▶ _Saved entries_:
◆ ◆ ◆ ◆ ◆ ◆ ◆

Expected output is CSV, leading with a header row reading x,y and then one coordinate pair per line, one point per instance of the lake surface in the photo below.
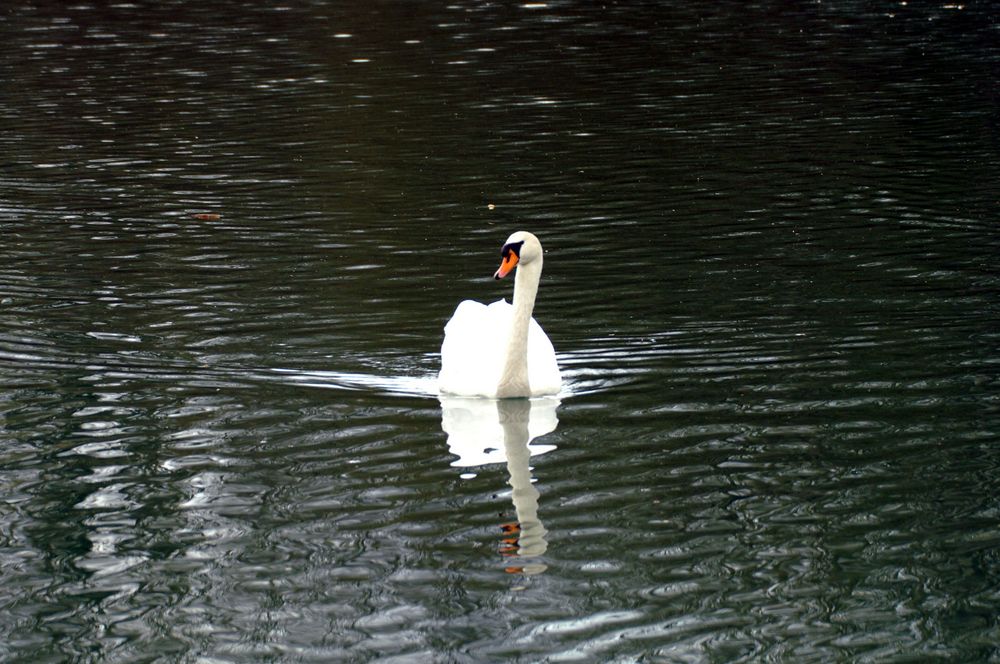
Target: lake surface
x,y
230,238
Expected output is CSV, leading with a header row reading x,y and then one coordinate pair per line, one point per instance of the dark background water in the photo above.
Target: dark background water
x,y
771,278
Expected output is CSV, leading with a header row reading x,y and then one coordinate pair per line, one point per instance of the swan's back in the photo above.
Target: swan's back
x,y
472,354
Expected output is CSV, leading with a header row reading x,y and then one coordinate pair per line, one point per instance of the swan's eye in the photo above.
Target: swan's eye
x,y
513,247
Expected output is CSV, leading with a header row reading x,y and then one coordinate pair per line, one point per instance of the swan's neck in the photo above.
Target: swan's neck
x,y
514,378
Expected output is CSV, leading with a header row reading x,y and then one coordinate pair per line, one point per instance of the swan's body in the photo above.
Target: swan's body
x,y
499,350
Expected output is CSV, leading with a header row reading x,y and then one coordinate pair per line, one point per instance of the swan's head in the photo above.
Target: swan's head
x,y
520,248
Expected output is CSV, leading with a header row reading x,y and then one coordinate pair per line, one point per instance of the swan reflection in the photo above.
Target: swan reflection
x,y
484,431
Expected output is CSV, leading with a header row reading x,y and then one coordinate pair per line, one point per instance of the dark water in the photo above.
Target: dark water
x,y
771,277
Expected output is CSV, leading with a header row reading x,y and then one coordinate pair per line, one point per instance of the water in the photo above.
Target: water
x,y
230,240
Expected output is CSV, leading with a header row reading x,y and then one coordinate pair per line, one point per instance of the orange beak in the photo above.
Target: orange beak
x,y
506,266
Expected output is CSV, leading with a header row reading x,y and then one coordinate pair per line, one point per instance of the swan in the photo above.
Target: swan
x,y
499,351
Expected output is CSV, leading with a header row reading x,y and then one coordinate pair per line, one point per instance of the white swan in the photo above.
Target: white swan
x,y
499,350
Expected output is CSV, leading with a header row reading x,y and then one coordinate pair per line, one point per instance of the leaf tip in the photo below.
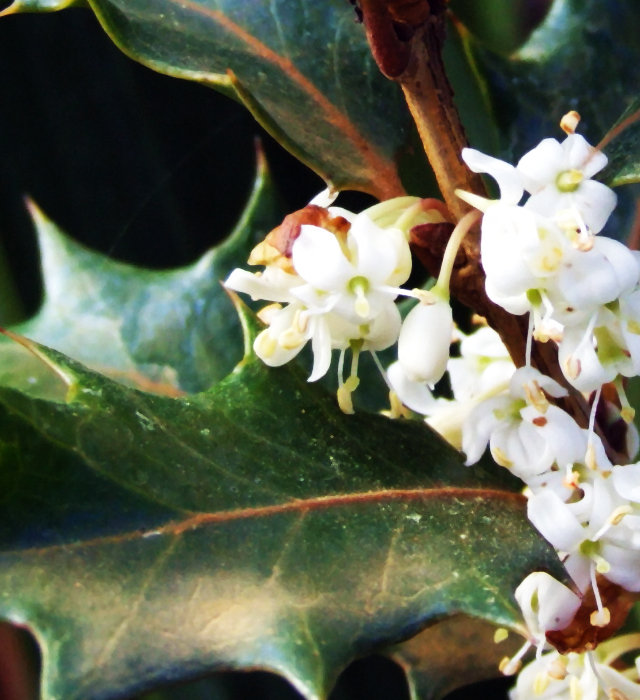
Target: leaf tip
x,y
40,352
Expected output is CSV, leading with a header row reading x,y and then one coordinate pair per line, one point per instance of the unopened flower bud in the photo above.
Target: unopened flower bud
x,y
425,337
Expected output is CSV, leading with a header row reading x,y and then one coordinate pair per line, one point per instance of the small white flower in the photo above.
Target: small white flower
x,y
524,432
558,178
587,676
483,365
593,532
425,338
356,278
546,604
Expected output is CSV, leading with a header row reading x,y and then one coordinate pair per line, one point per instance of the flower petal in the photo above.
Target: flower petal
x,y
555,521
541,166
415,395
508,178
319,260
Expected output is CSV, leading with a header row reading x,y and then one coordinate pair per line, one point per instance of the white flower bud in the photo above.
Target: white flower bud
x,y
425,337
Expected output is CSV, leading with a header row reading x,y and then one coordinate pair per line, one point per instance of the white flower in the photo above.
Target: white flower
x,y
415,395
524,432
546,604
593,533
355,278
587,676
558,178
425,337
483,365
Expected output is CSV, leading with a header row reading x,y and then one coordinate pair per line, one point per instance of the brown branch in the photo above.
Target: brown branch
x,y
406,40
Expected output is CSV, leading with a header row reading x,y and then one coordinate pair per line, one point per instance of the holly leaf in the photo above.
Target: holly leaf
x,y
146,539
168,332
581,57
303,69
453,653
622,144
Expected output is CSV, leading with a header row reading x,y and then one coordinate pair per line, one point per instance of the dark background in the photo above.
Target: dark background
x,y
153,171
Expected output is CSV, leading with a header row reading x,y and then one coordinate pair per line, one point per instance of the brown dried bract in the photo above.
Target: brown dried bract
x,y
278,244
581,635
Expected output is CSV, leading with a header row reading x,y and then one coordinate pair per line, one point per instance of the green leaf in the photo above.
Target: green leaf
x,y
302,68
453,653
146,539
584,56
168,332
622,146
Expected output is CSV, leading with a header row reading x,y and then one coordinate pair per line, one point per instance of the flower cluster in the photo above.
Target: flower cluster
x,y
333,278
597,675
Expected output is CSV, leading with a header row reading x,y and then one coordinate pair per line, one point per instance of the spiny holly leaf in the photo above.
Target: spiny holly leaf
x,y
455,652
167,332
622,145
41,6
302,68
146,539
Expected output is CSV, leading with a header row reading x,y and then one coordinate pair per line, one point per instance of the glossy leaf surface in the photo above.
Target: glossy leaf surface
x,y
150,539
167,332
302,68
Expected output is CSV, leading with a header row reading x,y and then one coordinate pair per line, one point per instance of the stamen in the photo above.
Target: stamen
x,y
591,452
500,635
535,396
459,232
569,123
627,412
600,617
344,400
541,683
267,313
529,341
557,669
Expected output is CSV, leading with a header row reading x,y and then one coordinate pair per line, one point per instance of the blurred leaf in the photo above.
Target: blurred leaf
x,y
622,146
302,68
147,540
41,6
584,56
453,653
166,332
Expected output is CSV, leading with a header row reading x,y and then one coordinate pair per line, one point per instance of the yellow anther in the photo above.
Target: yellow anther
x,y
396,406
590,458
569,123
600,618
351,384
500,635
267,313
536,396
509,667
628,414
263,254
575,690
557,669
344,400
501,458
541,683
424,296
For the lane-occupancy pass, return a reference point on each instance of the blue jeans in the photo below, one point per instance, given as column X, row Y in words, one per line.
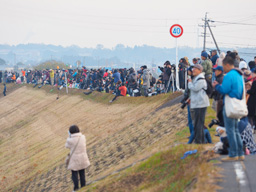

◆ ◆ ◆ ◆ ◆ ◆ ◆

▶ _Problem description_:
Give back every entry word for word, and drop the pictures as you go.

▶ _Answer to this exercise_:
Expected output is CSV, leading with a header row reading x,y and then one coordinate pair per line, one point per instance of the lake surface in the photo below.
Target: lake surface
x,y
230,238
Expected output is CSV, leading with a header row reading x,y and then one coordinate pair per line, one point per instance of the dark background water in the photo above.
Target: dark background water
x,y
771,278
Expected output is CSV, leading with a header row reading x,y and then one coordinate pair per line, one point per instance of the swan's back in the photo above.
Target: swan's back
x,y
472,354
Expected output is CSV, leading with a header row reading x,y and then one coordinate pair per line, one point per instance of the swan's eye in the photo above.
Target: swan's eye
x,y
513,247
Expected output is CSV, leading with a header row reading x,y and then one coordinate pair per line, one point per instance of the swan's neck in the photo above.
Target: swan's neck
x,y
514,378
Expected output is CSV, leading with a header row reading x,y and then one coordinate pair per line, one point per instance of the swan's body in the photo above.
Target: swan's body
x,y
499,350
Expected output is CSV, leading with a header row reading x,y and then one coordinate pair per line, one point per instance of the swan's head in the photo above.
Target: swan's head
x,y
520,248
Expected output is CSV, leading with a header row reading x,y and then one coordinate pair per line, one point per instance of the swan reflection in the photo above.
Target: swan reflection
x,y
484,431
Expected output is CSV, leading with a header row reading x,y and then one coordinate pair per line, one point per instance of the dark water in the photo above.
Target: dark water
x,y
771,277
Expected output is CSV, leading with a header row reading x,y and then one coordinate pair per line, one point per instance of the water in the photo above.
Target: water
x,y
230,240
Expected output is CSV, leading with a header row reading x,y and then one coordinate pair per line, one point per instance of the orange beak in the photo above.
Target: orange beak
x,y
506,266
Expected output is CSV, leading with a header row reading x,y and then one coordinate pair per line, one point per instance of the swan in the photo above.
Target: swan
x,y
499,351
Expected output is CSV, leading with a header row reading x,y and then one coordinate pair per line, one point per instance of the white swan in the photo above.
Target: white swan
x,y
499,350
Expected output is CSV, leading with a header row reading x,y and then one coordinate pair per line, one point per instance of the leaf tip in the photo below.
Target: leaf tip
x,y
40,352
Expected output is CSV, leading with a header row reading x,y and then one coordinate pair per line, one point per instance of the unopened flower bud in the photo above.
Target: unopened flower bud
x,y
425,337
Expected output is CSV, leading with a header row reading x,y and then one coordinate pair per line, one point per instance of the small white flower in the photo above.
Target: small white flower
x,y
524,432
558,178
587,676
483,365
593,532
425,338
356,278
546,604
Expected output is CSV, leading with a header row reading x,y and then one coordinate pair per line, one point per instance of the flower petal in the photo above.
Target: flower petal
x,y
555,521
541,166
415,395
508,178
319,260
Expected output is CSV, leading with a header row reading x,y and then one coordinate pair per line, one point per instance of the white flower bud in the photo above.
Target: white flower bud
x,y
425,337
Expected output is CSV, leading with a header row reading x,y and then one coordinate pair per line, one point per instance of the white flower in the photo above.
Target: white flower
x,y
415,395
524,432
546,604
593,533
355,278
587,676
558,178
425,337
483,365
Expected output is CSV, leading with a header row reading x,y and then one coordinate pair per line, one point per instance of the brown branch in the photo above.
Target: brown branch
x,y
406,40
Expected output is CSV, leading with a header row reading x,y and then one coordinate pair per line, one point per instance of the holly leaf in the photo above.
Target: holly leaf
x,y
146,539
168,332
581,57
303,69
453,653
622,144
Expected output is CSV, leading with a header row reading x,y and then one coordinate pair per line, one point per instance of the dark background in the photo above.
Target: dark background
x,y
153,171
Expected output is CSV, leading with a header row reading x,y and then one coordinate pair per line, one point per instance of the brown dried bract in the photo above.
Target: brown dried bract
x,y
278,244
581,635
Expected output is CSV, leading with a header row reading x,y and then one coordinate pair per line, one point per instance of the green leaf in the photo above.
Target: green leaf
x,y
302,68
453,653
146,539
584,56
168,332
622,146
Expected output is CSV, leading with a header row reading x,y and then one coordinate pair per line, one point per instance of the flower cluster in the photo above.
Target: flower cluster
x,y
333,278
597,675
Expected output is CSV, leading with a header row reading x,y and then one coordinate pair per line, one point per instance of the spiny holly leaf in the photo above.
Target: spiny holly leaf
x,y
455,652
167,332
622,145
41,6
302,68
146,539
Expected output is CSV, leading with a header row reading x,y and then one coordinate pair per line, one point per instance of the glossy leaf surface in the photo above.
Target: glossy leaf surface
x,y
150,539
167,332
302,68
Expected output is CSV, leading with a header row reading x,y and then one coordinate pair per line, one point per instance of the stamen in the photo above.
Target: stamen
x,y
591,452
500,635
535,396
459,232
569,123
627,412
600,617
344,400
541,683
267,313
529,341
557,669
Expected output is CSV, leading with a header row reading x,y and then one coordinate pair per line, one point per instance of the blurred leaf in the photo above.
Target: blurred leaf
x,y
622,146
302,68
147,540
41,6
584,56
453,653
166,332
Expected output is CSV, leading with a header row reading x,y and then one coordinate pair per line, one point per instance of the yellow anther in the photo above.
Target: yellow anther
x,y
396,406
590,458
569,123
600,618
351,384
500,635
267,313
536,396
509,667
628,414
263,254
575,690
557,669
344,400
501,458
541,683
424,296
For the lane-occupancy pass, return a reference point on each instance of the blue jeans in the photo below, one point per instance, given as column X, row Y in words, one per line.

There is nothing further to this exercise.